──────── Фрагмент текста ────────

Казалось бы, приведённый пример наглядно говорит о развитии поэтической традиции: С. Т. Кольридж, Д. Лоуренс, А. Рембо. Но если связь Лоуренса с романтиками представляется явной, то его связь с поэтикой Рембо – имплицитна. Девид Лоуренс не идентифицируется в истории литературы как наследник поэтической традиции Артюра Рембо.

Дух Артюра Рембо ощущается в особенностях поэтического письма Уильяма Батлера Йейтса: в обращении Йейтса к автоматическому письму, в улавливании моментов непосредственного рождения стиха из волны, из толпы, из веселья, из звука деревенской скрипки. Сопряжение у Йейтса словесной реалии с собственно бытием также восходит к поэтической дерзости Артюра Рембо.[3]

В России дух Рембо угадывается в титанической работе над словом В. Маяковского, который изводил «слова единого ради тысячи тонн словесной руды», являя поиск единственно нужного слова. Его поэтический дух угадывается в соре, из которого росли стихи Анны Ахматовой, в захватывающих дух путешествиях конквистадоров Н. Гумилёва, в симфонии запахов Д. Аминадо, в трепетном сердце, падающем в анатомичке в ведро у В. Луговского. И хотя развитие традиции здесь не просматривается на явном уровне, но вполне очевидно, что именно после Артюра Рембо европейская и русская поэзия становится иной.

Так, французская поэзия XX века хранит дух Рембо в утреннем завтраке и похоронах птички Жака Превера, в златогубой улыбке инфернальной героини Поля Элюара, в подсолнухе Сюппервеля. Артюр Рембо обнаруживается везде в европейской и русской поэзии конца XIX и первой половины XX века, где есть обнажение первоначального смысла слова, стремление уловить его непосредственную связь с бытийной реалией. И тем не менее о роли Рембо в развитии поэтической традиции не столь уж определённо говорится, даже когда речь идёт о французской поэзии.

Думаем, что причина невыявленности традиции не в эпатажности Рембо, определившей неоднозначное отношение к нему в истории культуры на многие десятилетия. Эпатирование лежит на поверхности, подчёркивает противоречия, несостыковки, актуализирует альтернативные оценки и, разумеется, несколько затушёвывает объективный вклад поэтического гения в развитие мировой поэзии. Изменение поэзии после Рембо – эпохально, системно, затрагивает само существо поэтического мировидения и требует для своего понимания обращения к истокам поэтического творчества.

────────

# [Задание 1]
Ответьте по тексту о наследии Рембо:
(a) Кто, по словам автора, не считается в истории литературы наследником поэтической традиции Артюра Рембо?
(b) У какого поэта упомянуто трепетное сердце, падающее в анатомичке в ведро?
(c) В чём хранит дух Рембо поэзия Сюппервеля?
# [Задание 2]
Измените в тексте о наследии Рембо участок от «В России дух» до «поэзия становится иной.»: замените «Анны Ахматовой» на «Марины Цветаевой».

──────── Исходный материал ────────

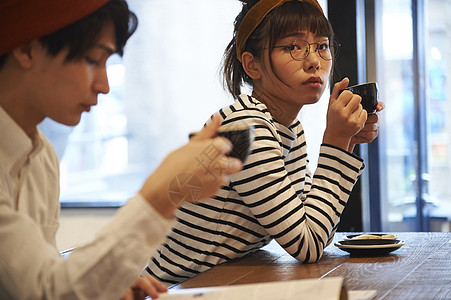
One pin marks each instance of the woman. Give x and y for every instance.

────────

# [Итоговый ответ 1]
(a) Девид Лоуренс.
(b) У В. Луговского.
(c) В подсолнухе.

# [Итоговый ответ 2]
В России дух Рембо угадывается в титанической работе над словом В. Маяковского, который изводил «слова единого ради тысячи тонн словесной руды», являя поиск единственно нужного слова. Его поэтический дух угадывается в соре, из которого росли стихи Марины Цветаевой, в захватывающих дух путешествиях конквистадоров Н. Гумилёва, в симфонии запахов Д. Аминадо, в трепетном сердце, падающем в анатомичке в ведро у В. Луговского. И хотя развитие традиции здесь не просматривается на явном уровне, но вполне очевидно, что именно после Артюра Рембо европейская и русская поэзия становится иной.